Interest Rate Risk Should Not Be Ignored

As with any risk-management assessment, there is always the option to do nothing, and that is what many people do. However, in circumstances of unpredictability, sometimes not hedging is disastrous. Yes, there is a cost to hedging, but what is the cost of a major move in the wrong direction?

One need only look to Orange County, California, in 1994 to see evidence of the pitfalls of ignoring the threat of interest rate risk. In a nutshell, Orange County Treasurer Robert Citron borrowed money at lower short-term rates and lent money at higher long-term rates. The strategy was initially great as short-term rates fell and the normal yield curve was maintained. But when the curve began to turn and approach inverted yield curve status, things changed. Losses to Orange County, and the almost 200 public entities for which Citron managed money, were estimated at $1.6 billion and resulted in the municipality's bankruptcy. That's a hefty price to pay for ignoring interest rate risk.

Fortunately, those who want to hedge their investments against interest rate risk have many products to choose from.

Investment Products

Forwards: A forward contract is the most basic interest rate management product. The idea is simple, and many other products discussed in this article are based on this idea of an agreement today for an exchange of something at a specific future date.

| Work to do |
(A) Find each line in the records that contains the word "wooden" and copy those lines.
(B) Pick up the passage on interest rate risk where it stops and continue it.

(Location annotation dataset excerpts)
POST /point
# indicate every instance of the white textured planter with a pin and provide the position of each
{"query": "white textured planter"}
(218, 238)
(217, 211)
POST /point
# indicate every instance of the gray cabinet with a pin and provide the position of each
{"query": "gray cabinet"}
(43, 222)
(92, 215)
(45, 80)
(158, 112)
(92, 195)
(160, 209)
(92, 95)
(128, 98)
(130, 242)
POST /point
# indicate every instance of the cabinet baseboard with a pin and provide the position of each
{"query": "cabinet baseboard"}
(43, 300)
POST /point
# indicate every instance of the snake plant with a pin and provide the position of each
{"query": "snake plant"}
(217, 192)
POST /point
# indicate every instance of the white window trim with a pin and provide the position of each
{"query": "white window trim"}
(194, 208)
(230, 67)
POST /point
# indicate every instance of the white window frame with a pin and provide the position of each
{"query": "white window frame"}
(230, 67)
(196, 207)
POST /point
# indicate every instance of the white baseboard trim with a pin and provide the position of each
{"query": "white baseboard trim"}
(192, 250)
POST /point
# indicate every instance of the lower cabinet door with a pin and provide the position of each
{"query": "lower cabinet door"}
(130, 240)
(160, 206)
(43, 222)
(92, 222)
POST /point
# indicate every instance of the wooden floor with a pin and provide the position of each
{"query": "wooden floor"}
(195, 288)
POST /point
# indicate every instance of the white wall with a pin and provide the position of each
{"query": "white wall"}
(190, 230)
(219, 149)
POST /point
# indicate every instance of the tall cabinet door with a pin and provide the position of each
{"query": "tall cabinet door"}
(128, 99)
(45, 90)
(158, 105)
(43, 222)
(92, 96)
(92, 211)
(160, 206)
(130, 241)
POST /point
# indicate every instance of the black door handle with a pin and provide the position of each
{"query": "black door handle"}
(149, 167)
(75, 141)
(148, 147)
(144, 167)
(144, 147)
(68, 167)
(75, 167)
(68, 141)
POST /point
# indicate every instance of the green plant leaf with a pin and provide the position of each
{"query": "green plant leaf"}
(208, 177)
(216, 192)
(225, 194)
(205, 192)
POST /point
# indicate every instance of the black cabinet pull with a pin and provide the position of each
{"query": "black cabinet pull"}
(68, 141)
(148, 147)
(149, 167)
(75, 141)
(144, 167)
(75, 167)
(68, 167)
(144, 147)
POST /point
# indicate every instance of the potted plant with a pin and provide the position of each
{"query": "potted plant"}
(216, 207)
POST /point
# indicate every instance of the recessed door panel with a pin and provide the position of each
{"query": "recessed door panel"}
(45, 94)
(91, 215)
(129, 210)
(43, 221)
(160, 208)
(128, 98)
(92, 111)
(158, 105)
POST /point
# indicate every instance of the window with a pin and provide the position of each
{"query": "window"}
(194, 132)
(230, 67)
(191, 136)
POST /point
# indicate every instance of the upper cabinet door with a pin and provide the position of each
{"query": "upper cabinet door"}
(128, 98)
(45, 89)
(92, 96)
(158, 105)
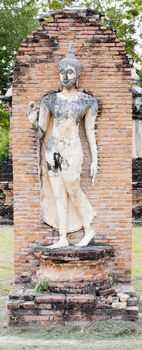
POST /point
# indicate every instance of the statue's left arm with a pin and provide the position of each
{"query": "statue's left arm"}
(90, 119)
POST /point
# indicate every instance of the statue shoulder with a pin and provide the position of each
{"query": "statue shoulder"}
(90, 99)
(48, 99)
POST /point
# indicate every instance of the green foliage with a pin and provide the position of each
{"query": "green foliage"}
(17, 19)
(4, 134)
(124, 16)
(4, 119)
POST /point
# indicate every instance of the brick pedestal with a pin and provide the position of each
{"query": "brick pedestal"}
(71, 285)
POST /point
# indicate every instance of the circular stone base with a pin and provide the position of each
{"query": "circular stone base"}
(75, 270)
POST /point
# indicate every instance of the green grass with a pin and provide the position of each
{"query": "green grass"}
(103, 335)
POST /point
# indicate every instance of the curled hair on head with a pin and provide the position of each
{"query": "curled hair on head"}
(70, 60)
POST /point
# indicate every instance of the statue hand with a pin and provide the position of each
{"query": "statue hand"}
(93, 171)
(32, 113)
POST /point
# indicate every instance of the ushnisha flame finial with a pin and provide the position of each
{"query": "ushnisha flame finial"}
(71, 60)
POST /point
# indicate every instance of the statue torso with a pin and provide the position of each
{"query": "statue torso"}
(62, 109)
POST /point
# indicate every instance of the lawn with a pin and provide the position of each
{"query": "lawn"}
(101, 335)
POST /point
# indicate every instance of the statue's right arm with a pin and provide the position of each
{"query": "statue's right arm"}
(39, 124)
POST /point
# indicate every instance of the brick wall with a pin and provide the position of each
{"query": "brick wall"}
(105, 73)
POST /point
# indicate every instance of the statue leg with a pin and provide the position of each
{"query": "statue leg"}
(83, 207)
(60, 195)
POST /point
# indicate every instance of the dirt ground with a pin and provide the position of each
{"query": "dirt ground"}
(102, 335)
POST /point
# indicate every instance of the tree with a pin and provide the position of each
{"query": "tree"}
(125, 16)
(17, 19)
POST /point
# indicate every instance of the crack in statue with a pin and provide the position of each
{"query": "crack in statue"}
(63, 203)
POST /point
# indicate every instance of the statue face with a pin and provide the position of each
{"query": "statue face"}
(68, 76)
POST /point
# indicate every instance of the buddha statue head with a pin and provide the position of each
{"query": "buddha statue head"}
(69, 69)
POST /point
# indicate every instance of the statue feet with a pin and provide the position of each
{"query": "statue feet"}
(62, 243)
(89, 234)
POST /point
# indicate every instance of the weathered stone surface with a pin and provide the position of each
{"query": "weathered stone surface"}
(91, 252)
(6, 193)
(123, 297)
(119, 305)
(65, 308)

| Results for the exercise |
(A)
# indicate every instance of the wooden floor with a pin and provide the position of each
{"query": "wooden floor"}

(B)
Forward Rate Agreements (FRAs): An FRA is based on the idea of a forward contract, where the determinant of gain or loss is an interest rate. Under this agreement, one party pays a fixed interest rate and receives a floating interest rate equal to a reference rate. The actual payments are calculated based on a notional principal amount and paid at intervals determined by the parties. Only a net payment is made – the loser pays the winner, so to speak. FRAs are always settled in cash.

FRA users are typically borrowers or lenders with a single future date on which they are exposed to interest rate risk. A series of FRAs is similar to a swap (discussed below); however, in a swap all payments are at the same rate. Each FRA in a series is priced at a different rate, unless the term structure is flat.

Futures: A futures contract is similar to a forward, but it provides the counterparties with less risk than a forward contract – namely, a lessening of default and liquidity risk due to the inclusion of an intermediary.

Swaps: Just like it sounds, a swap is an exchange. More specifically, an interest rate swap looks a lot like a combination of FRAs and involves an agreement between counterparties to exchange sets of future cash flows. The most common type of interest rate swap is a plain vanilla swap, which involves one party paying a fixed interest rate and receiving a floating rate, and the other party paying a floating rate and receiving a fixed rate.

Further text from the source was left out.